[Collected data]
***

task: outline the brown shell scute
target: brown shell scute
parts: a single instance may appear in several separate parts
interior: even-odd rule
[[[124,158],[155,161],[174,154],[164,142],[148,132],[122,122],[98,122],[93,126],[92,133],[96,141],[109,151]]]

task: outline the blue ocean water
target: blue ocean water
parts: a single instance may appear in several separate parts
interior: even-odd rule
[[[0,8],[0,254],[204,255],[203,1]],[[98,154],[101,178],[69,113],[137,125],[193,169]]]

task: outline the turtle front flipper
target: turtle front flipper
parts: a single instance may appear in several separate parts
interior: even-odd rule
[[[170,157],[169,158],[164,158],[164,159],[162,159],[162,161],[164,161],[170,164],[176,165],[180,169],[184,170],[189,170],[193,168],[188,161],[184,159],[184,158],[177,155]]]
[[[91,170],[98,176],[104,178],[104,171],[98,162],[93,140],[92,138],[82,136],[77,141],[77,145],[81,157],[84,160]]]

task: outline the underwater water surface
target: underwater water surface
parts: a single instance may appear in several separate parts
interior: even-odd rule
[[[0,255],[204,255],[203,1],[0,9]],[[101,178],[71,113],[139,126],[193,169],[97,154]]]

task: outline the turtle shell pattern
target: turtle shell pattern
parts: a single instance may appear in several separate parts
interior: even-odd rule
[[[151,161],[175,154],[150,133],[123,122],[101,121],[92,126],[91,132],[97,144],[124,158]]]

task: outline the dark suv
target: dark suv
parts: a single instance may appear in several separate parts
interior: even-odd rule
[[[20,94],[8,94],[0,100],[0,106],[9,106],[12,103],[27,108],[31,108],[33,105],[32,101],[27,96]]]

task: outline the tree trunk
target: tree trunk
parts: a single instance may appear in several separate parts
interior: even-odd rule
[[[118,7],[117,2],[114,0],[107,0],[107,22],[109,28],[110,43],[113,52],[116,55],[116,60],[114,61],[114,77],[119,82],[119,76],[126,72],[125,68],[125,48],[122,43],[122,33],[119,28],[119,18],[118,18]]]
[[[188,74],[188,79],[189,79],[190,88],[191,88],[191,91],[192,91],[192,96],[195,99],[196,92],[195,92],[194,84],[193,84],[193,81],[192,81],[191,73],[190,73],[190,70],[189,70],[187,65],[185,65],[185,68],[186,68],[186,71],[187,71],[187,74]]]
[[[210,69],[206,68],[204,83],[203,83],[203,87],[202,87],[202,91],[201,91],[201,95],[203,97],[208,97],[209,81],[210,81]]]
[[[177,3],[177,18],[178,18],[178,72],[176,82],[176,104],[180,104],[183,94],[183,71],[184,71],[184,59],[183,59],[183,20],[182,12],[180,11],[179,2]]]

***

» **Aim of the exercise**
Give the material above again, word for word.

» **Task response**
task: outline the brown shell scute
target: brown shell scute
parts: a single instance may appear in several separate parts
interior: even-odd rule
[[[124,158],[155,161],[174,154],[164,142],[148,132],[122,122],[98,122],[93,126],[92,133],[96,141],[109,151]]]

task: outline the blue ocean water
target: blue ocean water
parts: a single instance may appear in several separate parts
interior: even-odd rule
[[[0,8],[0,254],[204,255],[203,1]],[[98,154],[101,178],[69,113],[137,125],[193,169]]]

task: outline the turtle front flipper
target: turtle front flipper
parts: a single instance may appear in several separate parts
interior: even-odd rule
[[[170,157],[169,158],[164,158],[164,159],[162,159],[162,161],[164,161],[170,164],[176,165],[180,169],[184,170],[189,170],[193,168],[188,161],[184,159],[184,158],[177,155]]]
[[[91,170],[98,176],[104,178],[104,171],[98,162],[93,140],[92,138],[82,136],[77,141],[77,145],[81,157],[84,160]]]

task: outline the underwater water surface
target: underwater water surface
parts: a single instance may appear in several separate parts
interior: even-odd rule
[[[0,255],[204,255],[203,1],[0,9]],[[101,178],[71,113],[139,126],[193,169],[97,154]]]

task: outline the turtle shell pattern
target: turtle shell pattern
parts: a single instance may appear in several separate parts
interior: even-odd rule
[[[151,161],[175,154],[150,133],[123,122],[101,121],[92,126],[91,132],[97,144],[124,158]]]

task: outline the dark suv
target: dark suv
parts: a single instance may appear in several separate parts
interior: even-odd rule
[[[20,94],[8,94],[0,100],[0,106],[9,106],[12,103],[27,108],[31,108],[33,105],[32,101],[27,96]]]

task: outline the tree trunk
target: tree trunk
parts: a single instance may appear in several separate parts
interior: even-odd rule
[[[118,7],[117,2],[114,0],[107,0],[107,22],[109,28],[110,43],[113,52],[116,55],[116,60],[114,61],[114,77],[119,82],[119,76],[126,72],[125,68],[125,48],[122,43],[122,33],[119,28],[119,18],[118,18]]]
[[[188,74],[188,79],[189,79],[190,88],[191,88],[191,91],[192,91],[192,96],[195,99],[196,92],[195,92],[194,84],[193,84],[193,81],[192,81],[191,73],[190,73],[190,70],[189,70],[187,65],[185,65],[185,68],[186,68],[186,71],[187,71],[187,74]]]
[[[210,69],[206,68],[204,83],[203,83],[203,87],[202,87],[202,91],[201,91],[201,95],[203,97],[208,97],[209,81],[210,81]]]
[[[177,3],[177,18],[178,18],[178,72],[176,82],[176,104],[180,104],[183,94],[183,71],[184,71],[184,59],[183,59],[183,20],[182,12],[180,11],[179,2]]]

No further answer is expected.